■ **Given request**:
Reproduce verbatim the lines starting at the one containing "Can you find the vintage" and ending at the one containing "[[8, 114], [53, 104], [460, 119], [589, 77]]", both endpoints included.

-- BEGIN Source material --

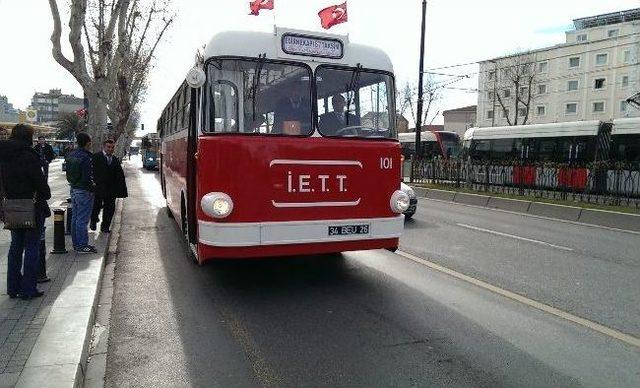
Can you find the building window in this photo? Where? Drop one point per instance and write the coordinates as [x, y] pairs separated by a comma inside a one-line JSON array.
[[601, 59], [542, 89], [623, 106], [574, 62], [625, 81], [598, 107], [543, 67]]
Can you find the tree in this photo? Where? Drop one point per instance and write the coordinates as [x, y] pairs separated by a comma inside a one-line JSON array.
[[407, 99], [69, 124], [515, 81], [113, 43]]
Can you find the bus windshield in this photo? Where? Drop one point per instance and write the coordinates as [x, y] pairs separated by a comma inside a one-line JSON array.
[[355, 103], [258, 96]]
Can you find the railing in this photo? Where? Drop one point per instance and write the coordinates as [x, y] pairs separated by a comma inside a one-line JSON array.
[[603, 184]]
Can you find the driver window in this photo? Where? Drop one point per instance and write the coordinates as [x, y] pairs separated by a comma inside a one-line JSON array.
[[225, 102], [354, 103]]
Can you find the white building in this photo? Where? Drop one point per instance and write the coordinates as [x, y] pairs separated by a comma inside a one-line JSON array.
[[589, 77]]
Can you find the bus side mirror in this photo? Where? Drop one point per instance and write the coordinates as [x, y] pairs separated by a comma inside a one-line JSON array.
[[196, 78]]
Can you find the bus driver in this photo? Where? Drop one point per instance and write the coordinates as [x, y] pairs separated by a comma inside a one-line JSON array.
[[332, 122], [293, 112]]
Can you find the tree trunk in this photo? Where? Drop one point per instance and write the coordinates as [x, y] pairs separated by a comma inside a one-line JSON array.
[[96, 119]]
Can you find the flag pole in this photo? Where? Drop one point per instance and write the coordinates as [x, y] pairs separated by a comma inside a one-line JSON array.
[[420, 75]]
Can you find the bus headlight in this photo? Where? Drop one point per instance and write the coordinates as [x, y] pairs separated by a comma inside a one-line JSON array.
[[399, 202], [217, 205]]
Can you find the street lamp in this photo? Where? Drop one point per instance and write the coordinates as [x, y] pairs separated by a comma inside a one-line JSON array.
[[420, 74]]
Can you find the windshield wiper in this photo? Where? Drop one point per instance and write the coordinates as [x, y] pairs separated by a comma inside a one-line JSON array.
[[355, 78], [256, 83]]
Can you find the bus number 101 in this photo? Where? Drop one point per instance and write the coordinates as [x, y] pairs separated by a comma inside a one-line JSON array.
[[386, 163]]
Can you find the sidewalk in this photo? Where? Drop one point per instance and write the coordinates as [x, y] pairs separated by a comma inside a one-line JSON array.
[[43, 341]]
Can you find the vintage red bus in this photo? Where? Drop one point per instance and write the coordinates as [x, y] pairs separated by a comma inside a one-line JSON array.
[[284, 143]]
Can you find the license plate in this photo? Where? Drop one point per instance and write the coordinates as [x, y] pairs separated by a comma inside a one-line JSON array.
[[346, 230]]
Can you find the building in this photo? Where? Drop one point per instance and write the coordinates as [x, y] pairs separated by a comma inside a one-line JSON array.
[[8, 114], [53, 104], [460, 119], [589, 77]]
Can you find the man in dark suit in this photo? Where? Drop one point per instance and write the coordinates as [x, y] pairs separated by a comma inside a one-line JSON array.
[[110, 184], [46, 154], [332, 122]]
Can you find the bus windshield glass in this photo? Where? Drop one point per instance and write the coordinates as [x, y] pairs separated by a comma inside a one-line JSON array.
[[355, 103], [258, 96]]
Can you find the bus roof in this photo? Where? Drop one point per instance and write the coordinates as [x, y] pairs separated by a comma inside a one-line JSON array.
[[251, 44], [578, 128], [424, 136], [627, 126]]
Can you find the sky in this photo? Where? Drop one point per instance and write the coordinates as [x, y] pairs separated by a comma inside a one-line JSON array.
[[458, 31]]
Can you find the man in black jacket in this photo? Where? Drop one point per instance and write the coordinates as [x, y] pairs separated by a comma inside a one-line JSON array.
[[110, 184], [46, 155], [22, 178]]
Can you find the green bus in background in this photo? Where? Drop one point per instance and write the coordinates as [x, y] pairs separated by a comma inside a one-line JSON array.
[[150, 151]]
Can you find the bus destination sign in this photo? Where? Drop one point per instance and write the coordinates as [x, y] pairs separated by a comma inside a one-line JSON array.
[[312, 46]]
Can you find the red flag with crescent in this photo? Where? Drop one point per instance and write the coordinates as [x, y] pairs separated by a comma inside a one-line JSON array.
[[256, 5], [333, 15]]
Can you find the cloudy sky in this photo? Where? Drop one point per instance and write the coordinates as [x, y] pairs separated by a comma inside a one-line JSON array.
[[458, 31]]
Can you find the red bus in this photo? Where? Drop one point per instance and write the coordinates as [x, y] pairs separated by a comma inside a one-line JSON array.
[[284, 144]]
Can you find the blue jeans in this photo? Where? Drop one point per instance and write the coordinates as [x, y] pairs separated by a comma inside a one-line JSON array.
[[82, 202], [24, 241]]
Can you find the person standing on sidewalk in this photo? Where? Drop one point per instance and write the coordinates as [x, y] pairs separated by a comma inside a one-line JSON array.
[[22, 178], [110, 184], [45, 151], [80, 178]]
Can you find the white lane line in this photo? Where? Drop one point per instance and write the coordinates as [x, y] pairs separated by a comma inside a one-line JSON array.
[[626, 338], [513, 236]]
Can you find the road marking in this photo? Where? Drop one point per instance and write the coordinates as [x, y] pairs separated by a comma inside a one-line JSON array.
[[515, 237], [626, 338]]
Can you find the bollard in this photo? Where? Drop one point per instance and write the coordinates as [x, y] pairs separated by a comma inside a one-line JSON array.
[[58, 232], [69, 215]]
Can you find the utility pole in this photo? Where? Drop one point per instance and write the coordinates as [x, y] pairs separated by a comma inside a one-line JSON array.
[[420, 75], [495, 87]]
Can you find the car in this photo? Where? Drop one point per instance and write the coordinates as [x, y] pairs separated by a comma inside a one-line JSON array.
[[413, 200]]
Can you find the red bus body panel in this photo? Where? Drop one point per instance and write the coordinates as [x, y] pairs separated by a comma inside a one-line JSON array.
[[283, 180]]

-- END Source material --

■ **Response to the exercise**:
Can you find the vintage red bus in this photo? Where? Drop one point per instance and write the coordinates as [x, y] pairs separated by a comma inside a one-line JSON array.
[[284, 143]]
Can you find the license plate in this photo? Where? Drop one point per instance and write the coordinates as [x, y] pairs separated by a comma inside a one-line JSON array.
[[346, 230]]
Can you find the building in this photo? Where? Drop one point per instance and write the coordinates as [x, y] pairs separated by a comma inside a one-line JSON array.
[[8, 114], [53, 104], [460, 119], [589, 77]]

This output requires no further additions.